▶ Lesetext
——————————
Der russischen Zivilgesellschaft fehlen indes die Mittel, um dieser archaisierenden Offensive auf das historische Gedächtnis entgegenzuwirken. Die Oppositionsparteien wurden in die Bedeutungslosigkeit gedrängt. Die freie Presse wurde beseitigt. Die akademische Gesellschaft der Geschichtswissenschaftler ist geschwächt und zu einem großen Teil korrupt. Eine soziologische Umfrage, die 2019 im Auftrag der Freien historischen Gesellschaft durchgeführt wurde, hat ergeben, dass auch die Historiker die "geringe Professionalität eines Teils der wissenschaftlichen Gemeinschaft" (66 %), die "Krise der Organisations- und Finanzierungsmodelle der Wissenschaft" (64 %), die "schwache Vernetzung der Gemeinschaft" (44 %) und die "politische Befangenheit der Historiker" (43 %) als die größten Defekte ihres professionellen Milieus ansehen. Nur 2 % der Befragten waren der Ansicht, dass es "keine signifikanten Probleme" gebe.

Die "geringe Professionalität der Kollegen" ist zweifellos das größte Problem, das die Berufsgemeinschaft mit einer Kontrolle der Ausbildung und des Zugangs zum Beruf in Angriff nehmen sollte. Das System der Verleihung akademischer Titel wird jedoch nicht in vollem Umfang von Fachleuten kontrolliert, siehe den Fall Medinskij, der seinen Titel trotz Protests vonseiten der Historiker und trotz einer entsprechenden Empfehlung des Expertenrats der Obersten Prüfungskommission behalten durfte. Auch sinkt die Professionalität wegen des geringen Prestiges einer akademischen Laufbahn, die im Allgemeinen mit niedrigen Einkommenserwartungen und hohem bürokratischen Druck verbunden ist.
——————————
▶ Gegebene Daten
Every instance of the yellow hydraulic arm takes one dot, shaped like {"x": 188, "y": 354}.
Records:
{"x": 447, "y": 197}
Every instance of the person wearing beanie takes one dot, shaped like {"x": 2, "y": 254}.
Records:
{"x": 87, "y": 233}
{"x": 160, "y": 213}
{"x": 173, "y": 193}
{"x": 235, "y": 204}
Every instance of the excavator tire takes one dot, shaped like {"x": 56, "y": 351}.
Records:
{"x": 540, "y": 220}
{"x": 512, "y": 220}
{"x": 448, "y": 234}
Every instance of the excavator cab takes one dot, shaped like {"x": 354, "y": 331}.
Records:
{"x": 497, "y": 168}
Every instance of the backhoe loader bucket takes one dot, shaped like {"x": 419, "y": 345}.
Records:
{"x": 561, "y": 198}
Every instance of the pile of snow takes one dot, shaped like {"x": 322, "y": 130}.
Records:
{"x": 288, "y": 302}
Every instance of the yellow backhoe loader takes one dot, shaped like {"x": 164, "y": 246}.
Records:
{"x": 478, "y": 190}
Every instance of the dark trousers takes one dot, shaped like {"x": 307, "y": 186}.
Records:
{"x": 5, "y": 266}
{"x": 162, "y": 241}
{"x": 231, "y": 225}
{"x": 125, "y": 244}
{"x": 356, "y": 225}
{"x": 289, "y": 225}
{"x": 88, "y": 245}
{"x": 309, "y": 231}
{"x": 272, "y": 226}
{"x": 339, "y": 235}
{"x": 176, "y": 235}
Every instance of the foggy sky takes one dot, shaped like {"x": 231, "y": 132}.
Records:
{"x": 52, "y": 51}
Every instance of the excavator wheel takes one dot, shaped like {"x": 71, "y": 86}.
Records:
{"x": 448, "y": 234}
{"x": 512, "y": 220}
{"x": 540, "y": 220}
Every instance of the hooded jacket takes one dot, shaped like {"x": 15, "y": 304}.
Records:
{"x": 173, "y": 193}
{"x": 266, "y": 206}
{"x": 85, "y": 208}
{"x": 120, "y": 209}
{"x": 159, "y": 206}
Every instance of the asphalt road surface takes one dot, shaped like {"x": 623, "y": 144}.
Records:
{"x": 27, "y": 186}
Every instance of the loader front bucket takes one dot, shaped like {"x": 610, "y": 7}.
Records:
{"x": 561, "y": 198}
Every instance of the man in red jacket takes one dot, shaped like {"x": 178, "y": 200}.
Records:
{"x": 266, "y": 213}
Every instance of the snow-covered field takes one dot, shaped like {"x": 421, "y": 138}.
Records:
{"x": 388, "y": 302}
——————————
▶ Schriftliche Aufgaben
**a)** Fasse den Lesetext in zwei Sätzen zusammen.
**b)** Schreibe aus den Zeilen unter dem Lesetext den Abschnitt ab, der mit der Zeile beginnt, die "Every instance of the hooded" enthält, und bis zum Ende der Zeilen reicht.

▶ Antworten je Aufgabe
**a)** Der russischen Zivilgesellschaft fehlen die Mittel gegen die archaisierende Offensive auf das historische Gedächtnis: Die Opposition ist bedeutungslos, die freie Presse beseitigt und die Gemeinschaft der Historiker geschwächt und großteils korrupt. In einer Umfrage von 2019 nannten die Historiker selbst die geringe Professionalität eines Teils ihrer Kollegen am häufigsten als Defekt ihres Milieus, und diese Professionalität sinkt zusätzlich wegen des geringen Prestiges akademischer Laufbahnen mit niedrigen Einkommenserwartungen und hohem bürokratischem Druck.

**b)**
Every instance of the hooded jacket takes one dot, shaped like {"x": 15, "y": 304}.
Records:
{"x": 173, "y": 193}
{"x": 266, "y": 206}
{"x": 85, "y": 208}
{"x": 120, "y": 209}
{"x": 159, "y": 206}
Every instance of the asphalt road surface takes one dot, shaped like {"x": 623, "y": 144}.
Records:
{"x": 27, "y": 186}
Every instance of the loader front bucket takes one dot, shaped like {"x": 610, "y": 7}.
Records:
{"x": 561, "y": 198}
Every instance of the man in red jacket takes one dot, shaped like {"x": 178, "y": 200}.
Records:
{"x": 266, "y": 213}
Every instance of the snow-covered field takes one dot, shaped like {"x": 421, "y": 138}.
Records:
{"x": 388, "y": 302}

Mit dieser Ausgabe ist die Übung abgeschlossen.